■ **DATASET EXCERPTS**:
________________

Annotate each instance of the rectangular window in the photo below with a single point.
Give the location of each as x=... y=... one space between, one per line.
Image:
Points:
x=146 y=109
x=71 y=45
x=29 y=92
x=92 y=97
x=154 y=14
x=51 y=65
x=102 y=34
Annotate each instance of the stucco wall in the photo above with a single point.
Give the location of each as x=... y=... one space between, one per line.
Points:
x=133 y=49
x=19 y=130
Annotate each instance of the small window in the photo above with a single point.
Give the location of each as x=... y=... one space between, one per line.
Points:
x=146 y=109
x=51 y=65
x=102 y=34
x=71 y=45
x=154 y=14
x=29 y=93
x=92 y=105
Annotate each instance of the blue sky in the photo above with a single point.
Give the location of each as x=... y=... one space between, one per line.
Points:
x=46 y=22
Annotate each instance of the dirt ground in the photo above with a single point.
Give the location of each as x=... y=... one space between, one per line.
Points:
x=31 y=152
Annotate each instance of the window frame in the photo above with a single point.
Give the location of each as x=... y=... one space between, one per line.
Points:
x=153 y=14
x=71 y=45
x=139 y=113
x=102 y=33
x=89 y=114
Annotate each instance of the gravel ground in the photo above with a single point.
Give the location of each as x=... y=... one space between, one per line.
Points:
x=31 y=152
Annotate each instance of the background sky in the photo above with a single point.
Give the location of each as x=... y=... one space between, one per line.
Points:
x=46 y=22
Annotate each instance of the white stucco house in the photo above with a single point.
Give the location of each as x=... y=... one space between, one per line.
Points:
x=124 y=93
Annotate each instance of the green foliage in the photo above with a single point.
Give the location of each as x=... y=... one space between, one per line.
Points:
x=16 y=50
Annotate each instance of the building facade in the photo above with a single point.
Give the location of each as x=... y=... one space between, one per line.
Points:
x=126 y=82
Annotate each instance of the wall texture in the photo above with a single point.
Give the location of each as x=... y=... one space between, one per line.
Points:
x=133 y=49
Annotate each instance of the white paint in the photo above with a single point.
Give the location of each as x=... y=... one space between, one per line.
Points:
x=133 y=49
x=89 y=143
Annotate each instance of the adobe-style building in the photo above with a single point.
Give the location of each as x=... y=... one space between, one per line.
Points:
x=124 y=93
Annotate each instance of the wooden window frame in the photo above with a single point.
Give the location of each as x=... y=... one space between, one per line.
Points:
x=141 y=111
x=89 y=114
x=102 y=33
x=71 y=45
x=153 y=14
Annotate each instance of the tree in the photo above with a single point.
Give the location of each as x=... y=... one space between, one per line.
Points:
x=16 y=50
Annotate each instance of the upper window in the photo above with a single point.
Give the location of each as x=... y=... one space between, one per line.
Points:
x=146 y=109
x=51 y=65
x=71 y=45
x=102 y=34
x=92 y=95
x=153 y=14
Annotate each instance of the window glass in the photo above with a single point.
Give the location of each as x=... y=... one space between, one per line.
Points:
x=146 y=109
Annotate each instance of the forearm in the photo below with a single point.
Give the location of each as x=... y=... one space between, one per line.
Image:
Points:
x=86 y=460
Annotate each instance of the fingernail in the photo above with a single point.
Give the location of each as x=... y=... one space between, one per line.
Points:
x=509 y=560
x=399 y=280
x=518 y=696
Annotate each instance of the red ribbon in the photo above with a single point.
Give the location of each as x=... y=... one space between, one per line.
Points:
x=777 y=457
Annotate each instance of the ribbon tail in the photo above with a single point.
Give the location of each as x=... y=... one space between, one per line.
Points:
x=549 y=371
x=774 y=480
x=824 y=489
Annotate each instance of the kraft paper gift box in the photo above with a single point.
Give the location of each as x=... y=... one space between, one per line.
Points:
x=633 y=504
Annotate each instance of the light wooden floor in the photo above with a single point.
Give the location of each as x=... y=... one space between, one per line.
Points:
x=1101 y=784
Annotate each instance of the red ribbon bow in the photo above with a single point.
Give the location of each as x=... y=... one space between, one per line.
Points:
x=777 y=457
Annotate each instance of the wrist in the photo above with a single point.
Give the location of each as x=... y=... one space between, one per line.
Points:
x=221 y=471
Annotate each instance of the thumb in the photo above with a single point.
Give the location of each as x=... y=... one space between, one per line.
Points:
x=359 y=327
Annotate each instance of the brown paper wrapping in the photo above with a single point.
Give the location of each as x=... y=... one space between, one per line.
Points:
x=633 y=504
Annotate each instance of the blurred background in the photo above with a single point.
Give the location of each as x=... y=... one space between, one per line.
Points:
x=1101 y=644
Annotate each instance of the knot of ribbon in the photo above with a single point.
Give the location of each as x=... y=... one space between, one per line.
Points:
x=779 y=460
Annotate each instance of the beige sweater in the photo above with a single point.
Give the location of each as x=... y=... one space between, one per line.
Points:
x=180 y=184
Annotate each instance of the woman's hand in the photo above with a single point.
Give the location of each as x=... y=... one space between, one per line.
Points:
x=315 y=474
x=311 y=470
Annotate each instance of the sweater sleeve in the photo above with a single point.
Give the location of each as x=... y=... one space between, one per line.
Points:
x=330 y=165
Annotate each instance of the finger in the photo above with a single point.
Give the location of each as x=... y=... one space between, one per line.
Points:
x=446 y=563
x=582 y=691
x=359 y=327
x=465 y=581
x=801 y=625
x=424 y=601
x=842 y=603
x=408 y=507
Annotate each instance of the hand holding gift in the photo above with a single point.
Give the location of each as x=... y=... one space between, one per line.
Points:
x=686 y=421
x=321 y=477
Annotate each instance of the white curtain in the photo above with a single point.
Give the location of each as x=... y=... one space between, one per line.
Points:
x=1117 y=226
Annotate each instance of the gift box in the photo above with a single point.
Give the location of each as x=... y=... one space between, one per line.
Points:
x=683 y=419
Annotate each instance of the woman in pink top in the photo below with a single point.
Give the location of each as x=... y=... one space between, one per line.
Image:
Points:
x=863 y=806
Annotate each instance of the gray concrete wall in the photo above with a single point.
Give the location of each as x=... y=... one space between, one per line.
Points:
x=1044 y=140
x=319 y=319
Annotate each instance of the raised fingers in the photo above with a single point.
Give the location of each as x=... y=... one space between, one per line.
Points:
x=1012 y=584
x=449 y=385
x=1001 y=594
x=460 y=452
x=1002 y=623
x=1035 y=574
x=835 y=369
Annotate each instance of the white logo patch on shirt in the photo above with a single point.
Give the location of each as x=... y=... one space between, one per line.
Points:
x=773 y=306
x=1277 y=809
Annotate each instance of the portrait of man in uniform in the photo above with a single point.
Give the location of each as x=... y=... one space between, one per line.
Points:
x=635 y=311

________________

■ **WHAT TO DO**:
What is needed is an exact copy of the lines above, from the one containing "Annotate each instance of the wooden" through the one containing "Annotate each instance of the red ribbon bow", with nothing added.

■ **RESULT OF THE EXERCISE**:
Annotate each instance of the wooden window frame in the photo above with a single point.
Give the location of each as x=... y=... one space between, one per line.
Points:
x=141 y=111
x=89 y=114
x=102 y=33
x=71 y=45
x=153 y=14
Annotate each instance of the tree in the photo above with a single point.
Give the location of each as x=... y=... one space between, one per line.
Points:
x=16 y=50
Annotate each instance of the upper window in the photo above with a single point.
Give the location of each as x=... y=... one space between, one per line.
Points:
x=146 y=109
x=51 y=65
x=71 y=45
x=102 y=34
x=92 y=95
x=153 y=14
Annotate each instance of the window glass in the photo above with a single point.
Give the location of each as x=... y=... one space between, one per line.
Points:
x=146 y=109
Annotate each instance of the forearm in the photo below with a single point.
Give the location of each as x=... y=... one space between, one per line.
Image:
Points:
x=86 y=460
Annotate each instance of the fingernail in the photo above with a single point.
Give the location of each as x=... y=... one space between, one per line.
Points:
x=509 y=560
x=399 y=280
x=518 y=696
Annotate each instance of the red ribbon in the photo above with a single point.
Give the location of each as x=... y=... one space between, one per line.
Points:
x=777 y=457
Annotate each instance of the ribbon tail in the photo above with a single point.
Give the location of each as x=... y=... one space between, one per line.
Points:
x=549 y=371
x=774 y=480
x=824 y=489
Annotate each instance of the kraft paper gift box in the photo above with a single point.
Give the location of each as x=... y=... one space between, one per line.
Points:
x=633 y=504
Annotate each instance of the light wooden floor in the photo above with a single point.
Give the location of each as x=... y=... one space between, one per line.
Points:
x=1101 y=784
Annotate each instance of the red ribbon bow in the photo above with a single point.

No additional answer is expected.